SOAL 1
Sebutkan semua hal yang didahului frasa "tentang bagaimana mereka" dalam kutipan tentang guru-guru di Taruna Nusantara Papua.

KUTIPAN PILIHAN
_ _ _ _ _

Kebahagiaan tingkat tinggi ini. kebahagian spiritual. Gw tersenyum. I got it!
Benar, ada sesuatu yang berbeda di tempat ini. suatu kedekatan spiritual dengan
Tuhan yang membuat mereka bekerja, (mungkin), berbeda dengan yang lain. bekerja
sebagai bentuk pelayanan kepada Tuhan. Mengutip kata bu Evi, kepala sekolah
Taruna Nusantara Papua ini,”bekerja
karena panggilan Tuhan, bekerja untuk melayani Tuhan”… hmmm.... suatu
ketulusan hati lah gw rasa yang membawa mereka pada suatu kebahagiaan
tersendiri. Dan itulah, mungkin yang kurasa gw menemukan satu kebahagaian di
tempat ini. oleh mereka, guru-guru, yang mungkin asing di tempat yang asing,
menjadi suatu keluarga, menjadi guru, sekaligus ayah dan ibu, bagi anak-anak
suku asli. Mereka, yang mungkin tanpa mereka sadari, mengajarkan gw tentang
banyak hal. Mereka juga manusia, mereka bisa lelah, mereka bisa marah, mereka
bisa bersedih, mereka juga bisa melakukan kesalahan. namun, ketulusan itu tak
dapat dipungkiri, tentang bagaimana mereka mendidik, tentang bagaimana mereka
berkarya bersama anak-anak, tentang bagaimana mereka berbagi waktu bersama,
tentang bagaimana mereka berbagi cerita, tentang bagaimana mereka berbagi
senyum dan tawa. Tentang masa-masa yang mungkin kelak akan meninggalkan banyak
arti, bagi mereka sendiri, bagi anak-anak suku asli, dan tanpa segaja, bagi
diriku sendiri.

_ _ _ _ _

Entri dataset tentang lokasi objek
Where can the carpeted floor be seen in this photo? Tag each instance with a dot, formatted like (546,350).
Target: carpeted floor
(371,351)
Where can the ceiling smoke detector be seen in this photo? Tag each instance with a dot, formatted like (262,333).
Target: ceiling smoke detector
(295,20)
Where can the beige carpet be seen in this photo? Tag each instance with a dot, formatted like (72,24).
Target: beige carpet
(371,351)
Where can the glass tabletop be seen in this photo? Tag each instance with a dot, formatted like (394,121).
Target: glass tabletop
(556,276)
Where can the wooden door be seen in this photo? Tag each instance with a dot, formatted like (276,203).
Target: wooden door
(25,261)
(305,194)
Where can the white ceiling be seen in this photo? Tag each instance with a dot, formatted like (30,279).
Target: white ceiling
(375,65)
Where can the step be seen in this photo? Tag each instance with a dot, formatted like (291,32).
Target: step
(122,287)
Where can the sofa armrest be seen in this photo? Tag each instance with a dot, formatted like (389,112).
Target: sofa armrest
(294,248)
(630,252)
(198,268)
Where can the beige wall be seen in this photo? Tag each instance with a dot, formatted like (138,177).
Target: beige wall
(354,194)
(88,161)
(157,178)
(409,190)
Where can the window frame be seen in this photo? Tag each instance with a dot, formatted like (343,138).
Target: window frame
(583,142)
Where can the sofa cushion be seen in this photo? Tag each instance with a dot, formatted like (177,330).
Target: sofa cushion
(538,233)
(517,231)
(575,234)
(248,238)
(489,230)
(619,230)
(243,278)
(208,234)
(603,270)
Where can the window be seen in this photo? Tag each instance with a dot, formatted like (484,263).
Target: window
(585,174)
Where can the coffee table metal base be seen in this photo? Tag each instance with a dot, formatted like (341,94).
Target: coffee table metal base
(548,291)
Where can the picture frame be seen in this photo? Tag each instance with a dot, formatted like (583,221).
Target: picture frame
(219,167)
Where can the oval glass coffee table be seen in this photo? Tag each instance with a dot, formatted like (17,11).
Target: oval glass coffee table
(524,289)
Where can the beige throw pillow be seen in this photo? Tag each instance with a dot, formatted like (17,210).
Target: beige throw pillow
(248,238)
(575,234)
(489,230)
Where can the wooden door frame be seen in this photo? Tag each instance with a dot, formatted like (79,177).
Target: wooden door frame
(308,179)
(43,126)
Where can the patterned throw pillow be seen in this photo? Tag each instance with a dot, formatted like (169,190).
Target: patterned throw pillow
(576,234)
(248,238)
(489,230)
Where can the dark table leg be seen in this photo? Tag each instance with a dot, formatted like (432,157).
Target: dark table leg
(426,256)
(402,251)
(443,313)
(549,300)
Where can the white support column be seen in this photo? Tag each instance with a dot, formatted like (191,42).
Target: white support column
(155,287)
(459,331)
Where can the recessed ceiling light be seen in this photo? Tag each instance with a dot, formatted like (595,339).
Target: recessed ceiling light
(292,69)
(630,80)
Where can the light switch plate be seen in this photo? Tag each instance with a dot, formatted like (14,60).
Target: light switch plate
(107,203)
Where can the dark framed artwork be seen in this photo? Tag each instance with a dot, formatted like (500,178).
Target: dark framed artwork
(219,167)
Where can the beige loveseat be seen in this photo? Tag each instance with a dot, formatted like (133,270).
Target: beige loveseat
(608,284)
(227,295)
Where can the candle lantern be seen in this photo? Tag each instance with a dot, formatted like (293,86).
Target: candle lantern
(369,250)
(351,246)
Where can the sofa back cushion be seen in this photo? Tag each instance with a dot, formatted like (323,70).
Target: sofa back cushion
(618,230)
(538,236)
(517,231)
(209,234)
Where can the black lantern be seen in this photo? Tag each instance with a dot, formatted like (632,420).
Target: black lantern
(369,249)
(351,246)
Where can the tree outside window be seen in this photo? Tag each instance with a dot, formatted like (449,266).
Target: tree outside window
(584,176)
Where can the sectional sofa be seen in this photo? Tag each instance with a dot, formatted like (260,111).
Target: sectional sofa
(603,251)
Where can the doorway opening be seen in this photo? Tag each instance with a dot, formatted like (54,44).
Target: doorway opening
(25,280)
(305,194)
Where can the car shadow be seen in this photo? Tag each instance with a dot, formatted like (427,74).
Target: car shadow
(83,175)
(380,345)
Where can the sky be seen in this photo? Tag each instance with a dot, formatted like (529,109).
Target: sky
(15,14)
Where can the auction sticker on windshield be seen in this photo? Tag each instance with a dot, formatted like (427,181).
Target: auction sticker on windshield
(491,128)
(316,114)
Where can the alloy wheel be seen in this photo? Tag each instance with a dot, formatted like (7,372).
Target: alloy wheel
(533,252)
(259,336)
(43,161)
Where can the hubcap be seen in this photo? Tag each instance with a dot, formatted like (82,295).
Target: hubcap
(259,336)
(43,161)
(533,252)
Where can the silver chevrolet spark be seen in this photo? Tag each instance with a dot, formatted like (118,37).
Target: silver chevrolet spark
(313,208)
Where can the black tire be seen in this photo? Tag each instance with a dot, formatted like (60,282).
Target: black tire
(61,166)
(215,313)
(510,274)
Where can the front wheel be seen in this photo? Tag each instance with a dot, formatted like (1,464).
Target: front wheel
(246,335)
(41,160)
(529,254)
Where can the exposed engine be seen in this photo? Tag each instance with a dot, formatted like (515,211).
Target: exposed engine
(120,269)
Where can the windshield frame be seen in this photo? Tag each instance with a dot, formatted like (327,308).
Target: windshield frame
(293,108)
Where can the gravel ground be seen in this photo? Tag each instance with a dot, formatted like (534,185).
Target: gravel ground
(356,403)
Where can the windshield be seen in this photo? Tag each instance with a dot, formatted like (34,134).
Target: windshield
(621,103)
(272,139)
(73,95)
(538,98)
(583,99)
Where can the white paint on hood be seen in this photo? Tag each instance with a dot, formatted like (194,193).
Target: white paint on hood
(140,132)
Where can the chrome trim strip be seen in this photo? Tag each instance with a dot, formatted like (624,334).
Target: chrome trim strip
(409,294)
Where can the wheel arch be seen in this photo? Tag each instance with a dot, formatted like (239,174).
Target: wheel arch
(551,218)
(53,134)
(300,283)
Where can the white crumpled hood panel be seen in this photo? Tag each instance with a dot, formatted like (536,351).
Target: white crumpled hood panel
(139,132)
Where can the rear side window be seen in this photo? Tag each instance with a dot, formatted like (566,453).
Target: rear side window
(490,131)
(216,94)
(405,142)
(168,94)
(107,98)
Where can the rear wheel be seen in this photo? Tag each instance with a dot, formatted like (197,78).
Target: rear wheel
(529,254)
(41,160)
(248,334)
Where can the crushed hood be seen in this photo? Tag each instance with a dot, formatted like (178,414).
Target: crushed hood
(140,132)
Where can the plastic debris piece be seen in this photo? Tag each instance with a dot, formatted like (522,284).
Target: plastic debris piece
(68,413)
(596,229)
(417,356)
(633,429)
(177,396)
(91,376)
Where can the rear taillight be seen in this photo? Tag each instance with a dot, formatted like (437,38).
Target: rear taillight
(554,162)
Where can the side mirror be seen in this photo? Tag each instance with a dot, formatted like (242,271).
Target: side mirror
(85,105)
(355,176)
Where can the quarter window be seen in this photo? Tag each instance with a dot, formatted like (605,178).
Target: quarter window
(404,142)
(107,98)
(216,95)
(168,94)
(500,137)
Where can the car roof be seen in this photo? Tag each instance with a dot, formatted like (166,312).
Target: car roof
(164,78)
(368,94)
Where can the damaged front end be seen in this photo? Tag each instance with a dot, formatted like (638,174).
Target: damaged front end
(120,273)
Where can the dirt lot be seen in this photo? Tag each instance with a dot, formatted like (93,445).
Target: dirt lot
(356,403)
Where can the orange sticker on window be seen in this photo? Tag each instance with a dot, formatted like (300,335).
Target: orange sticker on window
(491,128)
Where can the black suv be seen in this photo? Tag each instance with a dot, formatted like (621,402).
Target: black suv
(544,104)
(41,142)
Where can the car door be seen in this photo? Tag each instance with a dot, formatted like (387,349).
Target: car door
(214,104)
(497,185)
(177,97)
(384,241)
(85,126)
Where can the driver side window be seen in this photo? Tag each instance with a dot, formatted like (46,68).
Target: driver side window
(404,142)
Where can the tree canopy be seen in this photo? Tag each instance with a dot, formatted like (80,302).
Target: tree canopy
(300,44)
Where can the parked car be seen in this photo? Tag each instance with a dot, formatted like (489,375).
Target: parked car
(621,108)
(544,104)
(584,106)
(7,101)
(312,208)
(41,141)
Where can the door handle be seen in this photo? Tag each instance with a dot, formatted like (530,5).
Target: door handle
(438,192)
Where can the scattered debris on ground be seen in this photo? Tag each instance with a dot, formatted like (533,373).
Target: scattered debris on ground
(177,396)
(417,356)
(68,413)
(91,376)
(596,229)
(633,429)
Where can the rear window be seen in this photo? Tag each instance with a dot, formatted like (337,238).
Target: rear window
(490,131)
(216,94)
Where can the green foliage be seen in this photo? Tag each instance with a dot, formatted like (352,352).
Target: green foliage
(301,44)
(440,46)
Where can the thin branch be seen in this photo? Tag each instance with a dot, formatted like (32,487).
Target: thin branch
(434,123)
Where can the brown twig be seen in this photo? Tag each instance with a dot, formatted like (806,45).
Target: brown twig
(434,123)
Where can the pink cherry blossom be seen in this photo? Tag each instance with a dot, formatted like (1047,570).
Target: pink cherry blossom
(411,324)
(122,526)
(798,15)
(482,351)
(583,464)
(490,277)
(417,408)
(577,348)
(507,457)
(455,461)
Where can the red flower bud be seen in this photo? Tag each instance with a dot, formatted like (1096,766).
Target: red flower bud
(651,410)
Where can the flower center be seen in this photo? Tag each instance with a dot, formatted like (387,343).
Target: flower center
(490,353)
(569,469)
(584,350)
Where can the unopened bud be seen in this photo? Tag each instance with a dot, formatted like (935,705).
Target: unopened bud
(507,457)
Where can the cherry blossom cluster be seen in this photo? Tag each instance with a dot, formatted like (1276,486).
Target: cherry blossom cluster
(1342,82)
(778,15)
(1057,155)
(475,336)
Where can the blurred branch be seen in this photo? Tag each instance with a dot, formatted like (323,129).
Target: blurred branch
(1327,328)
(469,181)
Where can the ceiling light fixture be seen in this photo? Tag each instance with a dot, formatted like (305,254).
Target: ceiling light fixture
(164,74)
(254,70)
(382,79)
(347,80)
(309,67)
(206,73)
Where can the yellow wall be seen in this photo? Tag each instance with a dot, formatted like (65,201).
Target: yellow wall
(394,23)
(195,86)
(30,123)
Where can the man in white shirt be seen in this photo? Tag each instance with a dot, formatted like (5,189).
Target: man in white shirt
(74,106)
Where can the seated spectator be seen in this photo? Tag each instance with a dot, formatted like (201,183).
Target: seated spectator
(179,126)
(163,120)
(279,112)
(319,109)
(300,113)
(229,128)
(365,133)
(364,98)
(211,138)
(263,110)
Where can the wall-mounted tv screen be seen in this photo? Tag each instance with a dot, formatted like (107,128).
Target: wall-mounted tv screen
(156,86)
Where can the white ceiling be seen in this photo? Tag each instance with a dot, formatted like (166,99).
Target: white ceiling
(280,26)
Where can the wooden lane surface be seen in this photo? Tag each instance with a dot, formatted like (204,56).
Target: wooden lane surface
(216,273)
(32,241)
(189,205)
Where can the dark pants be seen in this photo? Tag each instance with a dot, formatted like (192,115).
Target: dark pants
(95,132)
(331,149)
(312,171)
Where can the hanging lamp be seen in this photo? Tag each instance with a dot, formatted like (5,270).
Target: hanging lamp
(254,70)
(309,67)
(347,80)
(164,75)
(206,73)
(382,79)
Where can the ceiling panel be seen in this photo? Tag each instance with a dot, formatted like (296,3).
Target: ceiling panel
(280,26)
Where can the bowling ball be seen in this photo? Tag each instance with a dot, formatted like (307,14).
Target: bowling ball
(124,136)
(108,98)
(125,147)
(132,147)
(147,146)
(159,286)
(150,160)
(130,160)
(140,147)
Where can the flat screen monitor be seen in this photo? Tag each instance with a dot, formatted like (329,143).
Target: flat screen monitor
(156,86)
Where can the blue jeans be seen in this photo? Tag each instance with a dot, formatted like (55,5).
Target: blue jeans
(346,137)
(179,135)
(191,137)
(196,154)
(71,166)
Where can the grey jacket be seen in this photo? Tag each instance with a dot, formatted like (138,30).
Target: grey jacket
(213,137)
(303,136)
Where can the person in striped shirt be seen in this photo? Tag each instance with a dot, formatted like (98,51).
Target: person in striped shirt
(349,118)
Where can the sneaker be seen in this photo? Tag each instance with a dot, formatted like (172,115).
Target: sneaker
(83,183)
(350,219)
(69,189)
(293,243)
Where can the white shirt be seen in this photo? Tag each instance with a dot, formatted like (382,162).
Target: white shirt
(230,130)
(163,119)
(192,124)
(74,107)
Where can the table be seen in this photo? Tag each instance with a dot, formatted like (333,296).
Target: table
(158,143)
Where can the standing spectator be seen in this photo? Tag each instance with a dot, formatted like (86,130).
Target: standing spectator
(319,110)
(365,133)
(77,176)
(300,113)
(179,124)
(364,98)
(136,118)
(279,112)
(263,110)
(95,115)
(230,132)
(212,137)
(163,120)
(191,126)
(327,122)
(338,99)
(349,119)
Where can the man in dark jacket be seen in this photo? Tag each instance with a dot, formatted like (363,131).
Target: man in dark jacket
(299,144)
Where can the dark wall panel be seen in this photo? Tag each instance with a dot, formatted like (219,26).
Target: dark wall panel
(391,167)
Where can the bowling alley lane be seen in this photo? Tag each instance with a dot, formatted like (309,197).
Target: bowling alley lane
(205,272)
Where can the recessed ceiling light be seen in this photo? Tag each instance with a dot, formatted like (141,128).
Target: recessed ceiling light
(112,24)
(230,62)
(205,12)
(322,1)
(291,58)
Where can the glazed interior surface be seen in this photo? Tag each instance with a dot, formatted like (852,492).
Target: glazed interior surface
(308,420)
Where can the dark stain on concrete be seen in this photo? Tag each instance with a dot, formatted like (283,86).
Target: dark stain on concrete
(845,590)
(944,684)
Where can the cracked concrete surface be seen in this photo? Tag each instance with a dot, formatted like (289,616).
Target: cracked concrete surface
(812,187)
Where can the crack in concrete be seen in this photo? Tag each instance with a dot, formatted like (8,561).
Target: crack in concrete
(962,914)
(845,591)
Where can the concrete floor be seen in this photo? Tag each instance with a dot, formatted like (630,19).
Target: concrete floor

_ _ _ _ _

SOAL 2
Pilih setiap baris entri di atas yang memuat kata "green". Huruf besar dan huruf kecil dibedakan.

JAWABAN LENGKAP 1
mendidik; berkarya bersama anak-anak; berbagi waktu bersama; berbagi cerita; berbagi senyum dan tawa

JAWABAN LENGKAP 2
Where can the green foliage be seen in this photo? Tag each instance with a dot, formatted like (352,352).
Target: green foliage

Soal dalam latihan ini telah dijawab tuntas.